▸ Exercise task: Which proper names appear in the excerpt below about a possible companion star to the Sun? List each one once.
──────── Selected excerpt
The second explanation, proposed in two of the papers in Nature, is that the Sun has a small companion star. Because most stars that we can observe are binary, the existence of a companion would not be a surprise. The Sun's fellow traveler might be on a highly eccentric orbit that takes it far out in space but periodically brings it back nearer the outer boundaries of the solar system, where lies the Oort cloud, a vast conglomeration of comets. Although no one has seen this cloud, there is good reason for believing that it exists and that it is the source of Halley's Comet and the other "long-period" comets that approach the Sun from all over the solar system. As the putative companion star passes near the Oort cloud, its gravity could pull comets out of their present orbits and launch a few on a collision course with Earth, where they would strike, producing craters and mass extinctions. The astronomers who wrote in Nature agreed that the companion star must be quite small and now be located about two light years from the Sun.
────────────────
──────── Recorded data
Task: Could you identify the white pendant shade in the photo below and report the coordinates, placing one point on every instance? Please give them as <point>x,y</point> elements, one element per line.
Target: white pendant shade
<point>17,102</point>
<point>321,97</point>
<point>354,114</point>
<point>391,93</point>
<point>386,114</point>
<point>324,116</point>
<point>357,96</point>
────────────────
▸ Solution for this exercise: Nature, Sun, Oort cloud, Halley's Comet, Earth